*Input:*
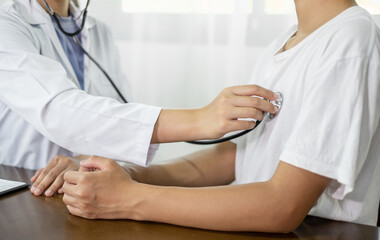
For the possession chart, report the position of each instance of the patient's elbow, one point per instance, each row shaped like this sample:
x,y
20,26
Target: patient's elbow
x,y
287,219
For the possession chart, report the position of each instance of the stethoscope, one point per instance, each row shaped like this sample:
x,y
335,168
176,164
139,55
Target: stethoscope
x,y
277,103
77,42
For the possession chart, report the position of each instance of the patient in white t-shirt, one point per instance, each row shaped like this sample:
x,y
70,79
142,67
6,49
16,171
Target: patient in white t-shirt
x,y
319,156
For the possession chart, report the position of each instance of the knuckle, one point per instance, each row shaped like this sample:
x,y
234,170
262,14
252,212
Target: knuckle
x,y
223,125
224,100
255,101
255,88
81,193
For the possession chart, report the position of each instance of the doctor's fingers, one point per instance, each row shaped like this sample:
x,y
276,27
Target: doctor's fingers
x,y
254,102
238,125
55,186
254,90
50,173
34,178
244,112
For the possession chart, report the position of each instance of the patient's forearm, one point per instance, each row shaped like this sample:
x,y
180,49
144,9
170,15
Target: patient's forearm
x,y
211,167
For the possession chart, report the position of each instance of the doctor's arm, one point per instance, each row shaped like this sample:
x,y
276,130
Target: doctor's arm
x,y
277,205
38,90
210,167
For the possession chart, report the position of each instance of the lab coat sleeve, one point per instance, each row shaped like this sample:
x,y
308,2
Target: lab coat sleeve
x,y
37,88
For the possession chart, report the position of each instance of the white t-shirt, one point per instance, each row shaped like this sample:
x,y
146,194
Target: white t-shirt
x,y
329,123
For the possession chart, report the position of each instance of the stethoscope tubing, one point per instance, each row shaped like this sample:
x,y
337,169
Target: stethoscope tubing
x,y
74,35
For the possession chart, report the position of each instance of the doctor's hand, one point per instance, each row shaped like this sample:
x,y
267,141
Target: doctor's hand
x,y
98,190
221,115
50,178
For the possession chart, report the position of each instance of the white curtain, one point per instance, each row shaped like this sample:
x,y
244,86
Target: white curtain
x,y
182,53
183,59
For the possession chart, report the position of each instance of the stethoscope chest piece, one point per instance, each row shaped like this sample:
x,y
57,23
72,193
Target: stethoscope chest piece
x,y
278,104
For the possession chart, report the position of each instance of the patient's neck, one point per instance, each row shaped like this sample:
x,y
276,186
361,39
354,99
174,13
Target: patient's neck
x,y
312,14
61,7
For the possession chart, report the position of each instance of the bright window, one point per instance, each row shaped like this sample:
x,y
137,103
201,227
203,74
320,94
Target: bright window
x,y
179,6
272,7
279,7
372,6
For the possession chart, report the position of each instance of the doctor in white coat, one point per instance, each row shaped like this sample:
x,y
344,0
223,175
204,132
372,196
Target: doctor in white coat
x,y
44,113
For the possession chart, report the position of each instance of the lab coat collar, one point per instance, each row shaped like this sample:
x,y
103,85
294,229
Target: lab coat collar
x,y
35,14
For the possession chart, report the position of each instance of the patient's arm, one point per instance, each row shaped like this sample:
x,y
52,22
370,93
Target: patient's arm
x,y
277,205
49,180
211,167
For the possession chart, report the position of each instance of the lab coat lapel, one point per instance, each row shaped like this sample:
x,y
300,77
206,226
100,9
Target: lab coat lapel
x,y
49,28
86,42
38,16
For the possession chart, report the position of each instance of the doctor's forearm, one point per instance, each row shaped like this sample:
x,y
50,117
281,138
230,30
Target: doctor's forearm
x,y
178,125
209,167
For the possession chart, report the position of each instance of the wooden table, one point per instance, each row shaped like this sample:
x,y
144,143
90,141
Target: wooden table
x,y
24,216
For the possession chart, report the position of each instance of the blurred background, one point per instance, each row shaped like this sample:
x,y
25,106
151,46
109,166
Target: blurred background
x,y
182,53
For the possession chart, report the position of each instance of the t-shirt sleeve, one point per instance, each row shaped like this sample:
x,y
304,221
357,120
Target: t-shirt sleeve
x,y
337,120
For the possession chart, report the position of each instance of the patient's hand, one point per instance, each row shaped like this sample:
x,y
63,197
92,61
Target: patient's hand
x,y
101,189
50,178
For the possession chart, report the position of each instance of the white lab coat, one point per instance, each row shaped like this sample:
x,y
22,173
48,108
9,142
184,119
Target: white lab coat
x,y
42,111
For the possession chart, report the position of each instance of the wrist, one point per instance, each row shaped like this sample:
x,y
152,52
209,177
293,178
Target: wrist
x,y
134,200
200,127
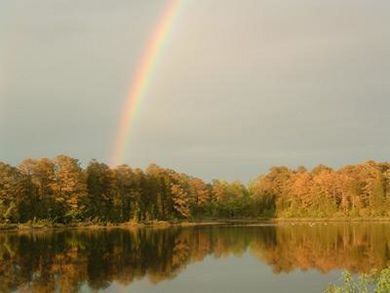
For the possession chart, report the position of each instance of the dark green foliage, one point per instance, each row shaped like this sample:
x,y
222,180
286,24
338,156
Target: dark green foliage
x,y
61,191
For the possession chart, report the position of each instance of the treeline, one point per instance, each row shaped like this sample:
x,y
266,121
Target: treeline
x,y
60,191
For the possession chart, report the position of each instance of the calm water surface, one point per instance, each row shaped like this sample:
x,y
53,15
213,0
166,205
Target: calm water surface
x,y
280,258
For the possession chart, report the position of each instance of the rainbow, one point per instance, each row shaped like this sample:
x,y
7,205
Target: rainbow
x,y
143,74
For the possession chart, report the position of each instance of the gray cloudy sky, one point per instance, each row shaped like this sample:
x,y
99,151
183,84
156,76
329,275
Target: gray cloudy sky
x,y
240,85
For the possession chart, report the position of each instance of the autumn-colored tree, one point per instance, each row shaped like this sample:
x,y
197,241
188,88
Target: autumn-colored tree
x,y
70,188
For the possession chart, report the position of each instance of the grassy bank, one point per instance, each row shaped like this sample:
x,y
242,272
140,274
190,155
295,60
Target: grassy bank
x,y
197,222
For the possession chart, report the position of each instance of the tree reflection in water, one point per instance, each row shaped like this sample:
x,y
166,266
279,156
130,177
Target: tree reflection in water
x,y
65,260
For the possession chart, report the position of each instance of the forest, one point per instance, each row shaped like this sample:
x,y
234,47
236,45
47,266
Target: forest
x,y
59,190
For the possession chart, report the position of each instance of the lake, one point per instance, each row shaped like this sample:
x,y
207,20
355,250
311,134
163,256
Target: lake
x,y
220,258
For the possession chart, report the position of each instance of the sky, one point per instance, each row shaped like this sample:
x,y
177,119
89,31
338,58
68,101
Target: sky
x,y
239,86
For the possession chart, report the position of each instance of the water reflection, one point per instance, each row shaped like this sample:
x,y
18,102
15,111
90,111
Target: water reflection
x,y
65,260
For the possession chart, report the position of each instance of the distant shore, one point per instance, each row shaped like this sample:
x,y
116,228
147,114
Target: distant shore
x,y
206,222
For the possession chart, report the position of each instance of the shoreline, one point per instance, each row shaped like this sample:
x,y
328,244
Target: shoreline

*Work order:* With images left out, the data must be transcribed exactly.

*Solution to this task:*
For the possession chart, report the position of each instance of the patient's elbow, one point per instance, each row shaped like this sample:
x,y
20,26
Target: patient's elbow
x,y
287,219
For the possession chart, report the position of each instance of the stethoscope, one point per instance, each row shaped like this sample:
x,y
335,168
176,164
139,55
Target: stethoscope
x,y
277,103
77,42
For the possession chart, report the position of each instance of the patient in white t-shirt, one point per instance, each row shaped like this sample:
x,y
70,79
142,67
6,49
16,171
Target: patient in white t-shirt
x,y
319,156
For the possession chart, report the position of each instance of the knuckle, one point per instance, each row shaped like this sample:
x,y
234,170
262,14
252,212
Target: knuckle
x,y
223,125
224,100
255,101
255,88
81,193
For the possession chart, report the position of each instance of the doctor's fingers, one point per instance, each row shaped like this sample:
x,y
276,27
Target: doctor's fingers
x,y
254,102
238,125
55,186
254,90
50,173
34,178
244,112
For the possession chart, report the position of each instance of the patient's forearm, one point per instance, each row shaped like this sample:
x,y
180,49
144,9
170,15
Target: patient's forearm
x,y
211,167
For the possession chart, report the position of each instance of the doctor's arm, one point per instance, each row shaped like this sample:
x,y
276,130
Target: doctor's arm
x,y
277,205
38,90
210,167
For the possession chart, report the position of each instance of the lab coat sleeve, one point per instance, each row shaped like this sample:
x,y
308,2
Target: lab coat sleeve
x,y
37,88
For the possession chart, report the position of each instance of the white t-shirt, one point per instance, each row shaped like this sample:
x,y
146,194
Target: white t-shirt
x,y
329,123
For the possession chart, report the position of each instance of the stethoscope tubing, one point per instance, each row shaped like this sample:
x,y
337,169
Target: stethoscope tubing
x,y
74,35
For the possession chart, report the position of each instance of the doctor's hand, one point per instance, each row shaped like this sample:
x,y
267,141
Target: doctor's hand
x,y
98,190
221,115
50,178
For the possession chart, report the position of each instance of the white curtain, one point per instance, each row shaped like this sample:
x,y
244,86
Target: white curtain
x,y
182,53
183,59
For the possession chart, report the position of each instance of the stethoscope chest piece, one point per instance, each row shaped like this sample:
x,y
57,23
72,193
Target: stethoscope chest piece
x,y
278,104
For the possession chart, report the position of each instance of the patient's neck, one point per instance, each row shaped like this sample:
x,y
276,186
361,39
354,99
174,13
Target: patient's neck
x,y
312,14
61,7
For the possession chart, report the position of each instance of the bright window, one point per instance, each row shaped like this sample:
x,y
137,103
201,227
203,74
320,94
Target: bright window
x,y
179,6
272,7
279,7
372,6
For the possession chart, report the position of each instance of the doctor in white coat, one point per instance, each row shaped like this sample:
x,y
344,0
223,175
204,132
372,196
Target: doctor in white coat
x,y
44,113
For the possession chart, report the position of each instance of the lab coat collar, one point per instance, each row shaped like this sample:
x,y
103,85
294,229
Target: lab coat collar
x,y
35,14
For the possession chart, report the position of each instance of the patient's arm, one point per instance, each row shaped like this sample:
x,y
52,22
370,93
Target: patient's arm
x,y
277,205
49,180
211,167
For the possession chart, report the position of each instance of the lab coat lapel, one point per instance, each row shaped like this sample:
x,y
300,77
206,226
100,9
Target: lab coat lapel
x,y
49,28
86,42
38,16
For the possession chart, report the position of each instance of the doctor's forearm, one point per instance, each row shaped like this sample:
x,y
50,117
281,138
230,30
Target: doctor's forearm
x,y
178,125
209,167
For the possession chart, report the position of each instance of the wooden table, one point per instance, each row shaped like this sample:
x,y
144,143
90,141
Target: wooden table
x,y
24,216
For the possession chart, report the position of each instance of the blurred background, one point per instance, each row shaped like this sample:
x,y
25,106
151,46
109,166
Target: blurred background
x,y
182,53
For the possession chart, report the position of each instance of the t-shirt sleeve, one point per instance, each row shaped like this sample:
x,y
304,221
357,120
Target: t-shirt sleeve
x,y
337,120
For the possession chart, report the position of each instance of the patient's hand, one point per instance, each row shaped like this sample:
x,y
63,197
92,61
Target: patient's hand
x,y
101,189
50,178
For the possession chart, report the position of each instance of the white lab coat, one point per instance, each row shaped like this sample:
x,y
22,173
48,108
9,142
184,119
Target: white lab coat
x,y
42,111
For the possession chart, report the position of each instance of the wrist, one point per instance, each row shaped like this sample:
x,y
152,52
209,177
293,178
Target: wrist
x,y
134,200
200,127
For the possession chart, report the position of each instance of the dark green foliage, one point per instance, each row shaped like this sample:
x,y
222,180
286,24
338,156
Target: dark green foliage
x,y
61,191
For the possession chart, report the position of each instance of the treeline, one point per instance, each row shaped like this sample:
x,y
266,121
Target: treeline
x,y
60,191
For the possession chart, report the position of each instance of the calm water surface, one point per instance, each row shaped like this sample:
x,y
53,15
213,0
166,205
Target: calm water surface
x,y
280,258
For the possession chart, report the position of each instance of the rainbow, one point per instance, each row shaped like this sample:
x,y
7,205
Target: rainbow
x,y
143,74
For the possession chart, report the position of each instance of the gray cloudy sky, one point per instance, each row shaped like this sample:
x,y
99,151
183,84
156,76
329,275
Target: gray cloudy sky
x,y
240,85
For the possession chart, report the position of each instance of the autumn-colored tree, one point per instance, each row shaped like this sample:
x,y
197,241
188,88
Target: autumn-colored tree
x,y
70,188
For the possession chart, report the position of each instance of the grassy bank, one point per instance, each row shaped like this sample:
x,y
242,272
140,274
190,155
295,60
Target: grassy bank
x,y
197,222
For the possession chart, report the position of each instance of the tree reflection in water, one point per instance, each row shaped like this sample:
x,y
166,266
279,156
130,177
Target: tree reflection in water
x,y
65,260
For the possession chart, report the position of each instance of the forest, one point per instance, each row shaped like this sample:
x,y
234,47
236,45
47,266
Target: forest
x,y
59,190
For the possession chart, report the position of each instance of the lake, one point per instance, each row shaped like this sample:
x,y
207,20
355,250
311,134
163,256
Target: lake
x,y
220,258
For the possession chart, report the position of each instance of the sky, one point per instance, each row shaped like this sample:
x,y
177,119
89,31
338,58
68,101
Target: sky
x,y
239,86
For the possession chart, report the position of each instance of the water reflection, one point per instance, each row shaped like this sample:
x,y
18,102
15,111
90,111
Target: water reflection
x,y
65,260
For the possession chart, report the position of each instance of the distant shore, one point per instance, each row shaped like this sample:
x,y
116,228
147,114
Target: distant shore
x,y
206,222
For the possession chart, report the position of each instance of the shoreline, one point per instance, each row shaped like this sample:
x,y
328,244
Target: shoreline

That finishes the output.